Ni una cosa ni la otra. _Agenda_ es un adjetivo verbal sustantivizado. De hecho es la forma recta de neutro plural del gerundivo latino. Significa "lo que hay que hacer/las cosas que hay que hacer". 
En cuanto al verbo *agendar reitero lo dicho el 4 de marzo:


> No le veo motivación al neologismo, _programar_ o _señalar fecha_, perfectamente idiomáticos, cubren de sobra los usos del neologismo.


----------



## proferavila

La palabra agendar es un barbarismo derivado de la falta de cuidado al traducir o al simplificar los términos del inglés al español, la forma correcta es calendarizar o programar, según el contexto en que se use.


----------



## Rayines

Hola: Con mi opinión no quiero contradecir en absoluto la de los que lo consideran un barbarismo, simplemente para los que no lo usan, quiero transmitirles que la utilidad del mismo (de dicho barbarismo) es que para los que usamos agenda, y por lo menos -no sé si en toda la Argentina, pero creo que en Buenos Aires la usa un porcentaje alto de la población- "agendar" cae justo. Muy frecuentemente, cuando arreglo una cita, no digo "acabo de señalar la fecha", o "acabo de programarla", o mucho menos "ya lo calendarizo", sino exactamente "ya lo agendo", síntesis perfecta entre anotar + en la agenda. 
Solo quise explicar porqué uso ese barbarismo.

● Material proporcionado
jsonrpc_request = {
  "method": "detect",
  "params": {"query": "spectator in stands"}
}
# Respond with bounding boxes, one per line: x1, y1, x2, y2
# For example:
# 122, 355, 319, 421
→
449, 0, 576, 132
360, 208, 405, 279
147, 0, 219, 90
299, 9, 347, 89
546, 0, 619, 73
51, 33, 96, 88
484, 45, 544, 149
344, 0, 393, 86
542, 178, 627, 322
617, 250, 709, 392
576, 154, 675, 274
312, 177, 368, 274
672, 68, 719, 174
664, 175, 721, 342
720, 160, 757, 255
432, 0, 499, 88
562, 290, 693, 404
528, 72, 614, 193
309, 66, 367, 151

● Tareas asignadas
A. En el texto sobre el verbo agendar, ¿qué formas propone proferavila como correctas en lugar de agendar?
B. Prosigue el texto sobre el verbo agendar a partir de su última oración.

● Respuestas
A. Calendarizar o programar, según el contexto en que se use.

B.
----------



## Mate

Rayines said:


> Hola: Con mi opinión no quiero contradecir en absoluto la de los que lo consideran un barbarismo, simplemente para los que no lo usan, quiero transmitirles que la utilidad del mismo (de dicho barbarismo) es que para los que usamos agenda, y por lo menos -no sé si en toda la Argentina, pero creo que en Buenos Aires la usa un porcentaje alto de la población- "agendar" cae justo. Muy frecuentemente, cuando arreglo una cita, no digo "acabo de señalar la fecha", o "acabo de programarla", o mucho menos "ya lo calendarizo", sino exactamente "ya lo agendo", síntesis perfecta entre anotar + en la agenda.
> Solo quise explicar porqué uso ese barbarismo.


Entonces yo también soy bárbaro un bárbaro.


----------



## Calambur

No sé si *agendar* está bien o mal, pero lo cierto es que por aquí se usa, tal vez porque resulta más sencillo que hacer una larga perífrasis (quizá somos vagos, y por eso tendemos a economizar palabras).
Si lo acepta la RAE o no, poco importa, a mi ver. La RAE no tiene el monopolio de la lengua; y muchas veces parece olvidar que de este lado de la mar océana somos muchísimos millones los que hablamos en español…


----------



## Miguelillo 87

Calambur said:


> No sé si *agendar* está bien o mal, pero lo cierto es que por aquí se usa, tal vez porque resulta más sencillo que hacer una larga perífrasis (quizá somos vagos, y por eso tendemos a economizar palabras).
> Si lo acepta la RAE o no, poco importa, a mi ver. La RAE no tiene el monopolio de la lengua; y muchas veces parece olvidar que de este lado de la mar océana somos muchísimos millones los que hablamos en español…


 
Yo sé que lo que diré estaraá muy off-topic, pero no me quiero quedar con este nudo en la garganta. (Por cierto yo también soy un barbaro y un pionero al parecer jejeje)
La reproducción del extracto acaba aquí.